** Start of PROVIDED DATA **

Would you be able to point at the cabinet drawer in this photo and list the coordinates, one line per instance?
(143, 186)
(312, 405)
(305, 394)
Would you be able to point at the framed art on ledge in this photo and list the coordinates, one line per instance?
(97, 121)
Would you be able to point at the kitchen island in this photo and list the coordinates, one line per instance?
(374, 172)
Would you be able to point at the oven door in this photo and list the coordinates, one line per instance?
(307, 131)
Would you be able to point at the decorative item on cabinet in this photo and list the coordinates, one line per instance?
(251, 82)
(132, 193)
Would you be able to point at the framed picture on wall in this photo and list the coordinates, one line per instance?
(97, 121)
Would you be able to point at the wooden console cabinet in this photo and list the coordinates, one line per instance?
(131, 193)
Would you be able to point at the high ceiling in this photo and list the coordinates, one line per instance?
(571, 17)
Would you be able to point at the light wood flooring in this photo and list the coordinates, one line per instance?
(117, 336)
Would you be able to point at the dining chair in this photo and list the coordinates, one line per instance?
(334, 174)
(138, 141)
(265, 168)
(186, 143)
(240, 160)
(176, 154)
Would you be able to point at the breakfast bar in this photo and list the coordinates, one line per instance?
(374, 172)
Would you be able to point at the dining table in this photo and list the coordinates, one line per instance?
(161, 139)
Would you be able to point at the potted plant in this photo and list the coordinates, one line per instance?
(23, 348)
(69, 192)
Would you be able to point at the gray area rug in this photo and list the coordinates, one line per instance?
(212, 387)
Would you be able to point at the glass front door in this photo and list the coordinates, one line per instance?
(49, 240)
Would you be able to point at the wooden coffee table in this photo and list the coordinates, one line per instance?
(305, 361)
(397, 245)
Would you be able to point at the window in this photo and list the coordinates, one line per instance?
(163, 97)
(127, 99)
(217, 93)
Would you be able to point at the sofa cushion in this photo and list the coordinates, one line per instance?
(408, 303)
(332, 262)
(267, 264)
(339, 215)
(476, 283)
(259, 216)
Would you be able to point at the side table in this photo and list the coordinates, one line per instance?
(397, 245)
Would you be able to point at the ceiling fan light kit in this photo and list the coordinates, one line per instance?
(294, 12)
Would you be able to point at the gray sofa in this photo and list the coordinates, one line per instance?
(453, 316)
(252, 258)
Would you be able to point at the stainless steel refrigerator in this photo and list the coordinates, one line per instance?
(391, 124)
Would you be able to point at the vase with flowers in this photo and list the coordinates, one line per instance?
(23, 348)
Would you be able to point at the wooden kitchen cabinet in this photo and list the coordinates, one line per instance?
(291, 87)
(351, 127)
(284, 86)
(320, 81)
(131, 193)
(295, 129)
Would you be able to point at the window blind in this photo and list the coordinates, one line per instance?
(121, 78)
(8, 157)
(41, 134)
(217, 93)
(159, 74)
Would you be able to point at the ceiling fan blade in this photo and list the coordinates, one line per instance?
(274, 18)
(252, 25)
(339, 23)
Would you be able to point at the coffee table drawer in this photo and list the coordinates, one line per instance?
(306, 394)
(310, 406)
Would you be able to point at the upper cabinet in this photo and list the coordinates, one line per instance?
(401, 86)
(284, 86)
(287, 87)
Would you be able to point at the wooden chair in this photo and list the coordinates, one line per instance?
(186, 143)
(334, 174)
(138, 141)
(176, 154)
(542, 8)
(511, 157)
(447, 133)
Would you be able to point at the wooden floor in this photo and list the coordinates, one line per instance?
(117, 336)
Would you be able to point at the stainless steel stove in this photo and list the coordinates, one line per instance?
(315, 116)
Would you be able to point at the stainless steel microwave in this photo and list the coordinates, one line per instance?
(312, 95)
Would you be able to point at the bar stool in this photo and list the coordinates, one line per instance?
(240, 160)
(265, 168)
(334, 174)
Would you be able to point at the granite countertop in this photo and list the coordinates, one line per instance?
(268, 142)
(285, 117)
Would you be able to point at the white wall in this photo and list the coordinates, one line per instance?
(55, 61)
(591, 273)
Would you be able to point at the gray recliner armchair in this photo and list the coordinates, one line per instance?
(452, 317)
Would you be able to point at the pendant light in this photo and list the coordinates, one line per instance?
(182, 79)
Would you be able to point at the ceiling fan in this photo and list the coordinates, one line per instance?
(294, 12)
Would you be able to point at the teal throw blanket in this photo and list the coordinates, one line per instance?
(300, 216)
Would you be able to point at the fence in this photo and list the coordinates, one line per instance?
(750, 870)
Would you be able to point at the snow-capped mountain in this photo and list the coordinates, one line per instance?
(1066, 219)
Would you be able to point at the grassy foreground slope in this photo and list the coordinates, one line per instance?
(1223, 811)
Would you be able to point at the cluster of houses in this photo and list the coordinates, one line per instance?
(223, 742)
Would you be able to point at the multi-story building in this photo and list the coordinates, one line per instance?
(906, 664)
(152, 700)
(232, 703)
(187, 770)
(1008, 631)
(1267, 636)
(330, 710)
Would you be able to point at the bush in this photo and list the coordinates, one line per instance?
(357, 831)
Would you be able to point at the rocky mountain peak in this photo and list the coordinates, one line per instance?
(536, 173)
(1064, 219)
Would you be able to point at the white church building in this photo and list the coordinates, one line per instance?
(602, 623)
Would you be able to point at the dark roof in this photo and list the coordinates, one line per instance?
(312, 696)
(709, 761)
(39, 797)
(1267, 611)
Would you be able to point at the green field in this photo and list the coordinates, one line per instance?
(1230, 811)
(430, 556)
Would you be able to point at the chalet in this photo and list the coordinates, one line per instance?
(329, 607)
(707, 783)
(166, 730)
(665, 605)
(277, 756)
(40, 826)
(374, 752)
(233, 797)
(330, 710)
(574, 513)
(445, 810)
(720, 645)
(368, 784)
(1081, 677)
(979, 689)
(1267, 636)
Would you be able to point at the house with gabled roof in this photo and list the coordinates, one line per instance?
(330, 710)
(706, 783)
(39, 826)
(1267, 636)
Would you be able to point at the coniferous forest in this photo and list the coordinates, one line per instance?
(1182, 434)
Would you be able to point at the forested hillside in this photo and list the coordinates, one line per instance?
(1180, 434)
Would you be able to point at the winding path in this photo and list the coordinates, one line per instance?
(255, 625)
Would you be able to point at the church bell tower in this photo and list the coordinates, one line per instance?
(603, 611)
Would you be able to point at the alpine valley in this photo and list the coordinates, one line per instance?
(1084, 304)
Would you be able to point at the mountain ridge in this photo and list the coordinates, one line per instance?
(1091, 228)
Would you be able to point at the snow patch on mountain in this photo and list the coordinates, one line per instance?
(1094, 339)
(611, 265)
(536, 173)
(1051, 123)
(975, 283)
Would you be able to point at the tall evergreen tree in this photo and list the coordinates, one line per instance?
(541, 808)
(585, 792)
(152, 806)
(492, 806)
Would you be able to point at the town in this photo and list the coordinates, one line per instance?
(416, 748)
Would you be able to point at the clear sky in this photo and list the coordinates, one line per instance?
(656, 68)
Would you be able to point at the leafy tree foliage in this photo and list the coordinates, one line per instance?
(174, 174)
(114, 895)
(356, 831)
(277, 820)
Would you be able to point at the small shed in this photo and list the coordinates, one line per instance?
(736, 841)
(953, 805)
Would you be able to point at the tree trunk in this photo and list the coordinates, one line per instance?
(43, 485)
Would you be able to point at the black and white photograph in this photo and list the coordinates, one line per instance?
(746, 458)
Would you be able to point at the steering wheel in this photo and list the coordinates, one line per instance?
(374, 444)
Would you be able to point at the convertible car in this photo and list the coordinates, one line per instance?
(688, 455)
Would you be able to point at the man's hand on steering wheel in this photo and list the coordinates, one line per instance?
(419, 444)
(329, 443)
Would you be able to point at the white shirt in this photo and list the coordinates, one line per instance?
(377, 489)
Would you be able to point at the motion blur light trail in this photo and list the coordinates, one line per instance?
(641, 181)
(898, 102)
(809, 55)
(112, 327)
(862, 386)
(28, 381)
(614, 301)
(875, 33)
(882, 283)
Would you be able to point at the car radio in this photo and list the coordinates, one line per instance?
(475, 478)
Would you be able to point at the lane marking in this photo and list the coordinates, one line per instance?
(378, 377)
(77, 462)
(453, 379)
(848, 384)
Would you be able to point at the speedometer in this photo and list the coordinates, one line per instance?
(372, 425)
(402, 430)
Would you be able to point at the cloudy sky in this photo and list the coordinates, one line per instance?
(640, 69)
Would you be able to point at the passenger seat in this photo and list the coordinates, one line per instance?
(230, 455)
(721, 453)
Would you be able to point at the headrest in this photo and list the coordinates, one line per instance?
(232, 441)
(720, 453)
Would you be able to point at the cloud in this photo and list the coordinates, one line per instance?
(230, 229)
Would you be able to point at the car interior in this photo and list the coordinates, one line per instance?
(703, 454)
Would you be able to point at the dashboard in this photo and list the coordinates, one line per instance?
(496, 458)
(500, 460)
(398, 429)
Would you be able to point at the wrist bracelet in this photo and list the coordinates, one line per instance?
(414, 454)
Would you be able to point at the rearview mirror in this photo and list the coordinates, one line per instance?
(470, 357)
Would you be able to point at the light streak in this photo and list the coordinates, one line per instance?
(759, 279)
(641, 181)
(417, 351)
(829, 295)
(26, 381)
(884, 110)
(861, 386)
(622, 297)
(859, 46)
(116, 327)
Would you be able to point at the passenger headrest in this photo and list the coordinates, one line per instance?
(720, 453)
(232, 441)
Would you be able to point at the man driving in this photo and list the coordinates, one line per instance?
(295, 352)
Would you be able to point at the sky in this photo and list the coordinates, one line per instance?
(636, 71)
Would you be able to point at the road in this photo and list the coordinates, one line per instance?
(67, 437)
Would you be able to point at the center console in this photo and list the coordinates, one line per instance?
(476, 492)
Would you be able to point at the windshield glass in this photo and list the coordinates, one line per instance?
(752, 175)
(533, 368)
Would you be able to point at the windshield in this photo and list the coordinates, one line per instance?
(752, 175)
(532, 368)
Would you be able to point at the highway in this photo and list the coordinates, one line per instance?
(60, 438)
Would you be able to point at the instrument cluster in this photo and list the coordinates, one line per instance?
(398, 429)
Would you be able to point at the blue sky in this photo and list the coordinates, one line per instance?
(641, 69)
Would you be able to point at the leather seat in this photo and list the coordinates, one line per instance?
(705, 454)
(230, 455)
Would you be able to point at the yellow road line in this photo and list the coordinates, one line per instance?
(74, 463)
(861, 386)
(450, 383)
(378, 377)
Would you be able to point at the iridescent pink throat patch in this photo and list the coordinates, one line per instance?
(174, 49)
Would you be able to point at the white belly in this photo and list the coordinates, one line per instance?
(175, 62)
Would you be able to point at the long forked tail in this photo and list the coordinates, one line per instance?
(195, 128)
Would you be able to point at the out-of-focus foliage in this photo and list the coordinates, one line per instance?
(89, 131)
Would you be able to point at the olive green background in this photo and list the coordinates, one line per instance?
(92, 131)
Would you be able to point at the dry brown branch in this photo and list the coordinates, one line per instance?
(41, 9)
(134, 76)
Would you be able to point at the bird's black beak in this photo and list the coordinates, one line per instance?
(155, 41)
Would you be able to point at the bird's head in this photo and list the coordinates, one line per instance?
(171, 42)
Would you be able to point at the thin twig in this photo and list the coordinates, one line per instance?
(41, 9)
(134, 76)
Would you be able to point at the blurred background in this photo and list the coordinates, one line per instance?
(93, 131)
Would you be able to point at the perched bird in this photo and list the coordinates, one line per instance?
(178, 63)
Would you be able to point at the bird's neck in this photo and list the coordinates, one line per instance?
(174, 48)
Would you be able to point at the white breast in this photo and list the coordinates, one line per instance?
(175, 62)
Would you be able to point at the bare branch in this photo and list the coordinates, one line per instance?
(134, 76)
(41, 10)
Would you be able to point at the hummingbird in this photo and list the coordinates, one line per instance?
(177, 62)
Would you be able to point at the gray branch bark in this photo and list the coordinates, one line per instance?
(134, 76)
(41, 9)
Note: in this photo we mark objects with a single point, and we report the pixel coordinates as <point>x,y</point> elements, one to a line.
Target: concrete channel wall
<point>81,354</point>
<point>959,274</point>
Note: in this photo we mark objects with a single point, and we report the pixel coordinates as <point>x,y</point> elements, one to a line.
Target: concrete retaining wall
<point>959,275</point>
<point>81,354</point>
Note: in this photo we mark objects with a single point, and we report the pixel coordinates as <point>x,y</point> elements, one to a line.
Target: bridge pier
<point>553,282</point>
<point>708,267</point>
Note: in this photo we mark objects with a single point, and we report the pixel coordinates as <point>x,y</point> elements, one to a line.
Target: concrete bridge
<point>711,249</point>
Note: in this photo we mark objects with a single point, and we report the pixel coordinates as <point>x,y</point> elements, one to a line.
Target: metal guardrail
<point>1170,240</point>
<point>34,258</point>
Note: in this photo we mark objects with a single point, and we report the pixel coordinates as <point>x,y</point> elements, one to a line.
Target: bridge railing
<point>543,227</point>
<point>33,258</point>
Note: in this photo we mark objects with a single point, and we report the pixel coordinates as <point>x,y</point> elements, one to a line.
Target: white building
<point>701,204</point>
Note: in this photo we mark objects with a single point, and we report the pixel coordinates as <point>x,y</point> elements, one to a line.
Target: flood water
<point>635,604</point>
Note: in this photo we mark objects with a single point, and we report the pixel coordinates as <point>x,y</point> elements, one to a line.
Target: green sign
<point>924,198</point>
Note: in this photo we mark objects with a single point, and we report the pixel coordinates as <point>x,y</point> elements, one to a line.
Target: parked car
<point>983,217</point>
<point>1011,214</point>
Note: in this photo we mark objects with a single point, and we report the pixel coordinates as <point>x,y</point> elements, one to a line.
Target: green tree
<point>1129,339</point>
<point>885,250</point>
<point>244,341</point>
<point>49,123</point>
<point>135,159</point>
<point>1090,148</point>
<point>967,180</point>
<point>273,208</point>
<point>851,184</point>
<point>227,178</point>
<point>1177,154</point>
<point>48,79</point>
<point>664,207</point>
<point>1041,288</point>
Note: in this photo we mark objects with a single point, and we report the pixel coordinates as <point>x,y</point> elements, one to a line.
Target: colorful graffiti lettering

** End of PROVIDED DATA **

*WHAT IS BEING ASKED*.
Rewrite the records from the line with "Would you be able to point at the ceiling fan in" to the line with "(1064, 219)", replacing "bush" with "shrub" and leaving everything else unchanged. Return only those lines.

*SOLUTION FOR THIS PROBLEM*.
Would you be able to point at the ceiling fan in this photo and list the coordinates, one line per instance?
(294, 12)
Would you be able to point at the teal throw blanket in this photo and list the coordinates, one line per instance?
(300, 216)
Would you be able to point at the fence in this photo and list the coordinates, one line per instance?
(750, 870)
Would you be able to point at the snow-capped mountain in this photo and list the coordinates, one line per instance?
(1066, 219)
Would you be able to point at the grassy foreground slope in this photo and list the coordinates, one line per instance?
(1223, 811)
Would you be able to point at the cluster of houses in this photo and list the coordinates, one line per instance?
(223, 742)
Would you be able to point at the multi-story building in this photo and list the coordinates, one line per instance?
(906, 664)
(152, 700)
(232, 703)
(187, 770)
(1008, 631)
(1267, 636)
(330, 710)
Would you be able to point at the shrub in this photo and list the coordinates, one line per instance?
(357, 831)
Would you be able to point at the rocky mountain peak in this photo and list the coordinates, one line per instance?
(536, 173)
(1064, 219)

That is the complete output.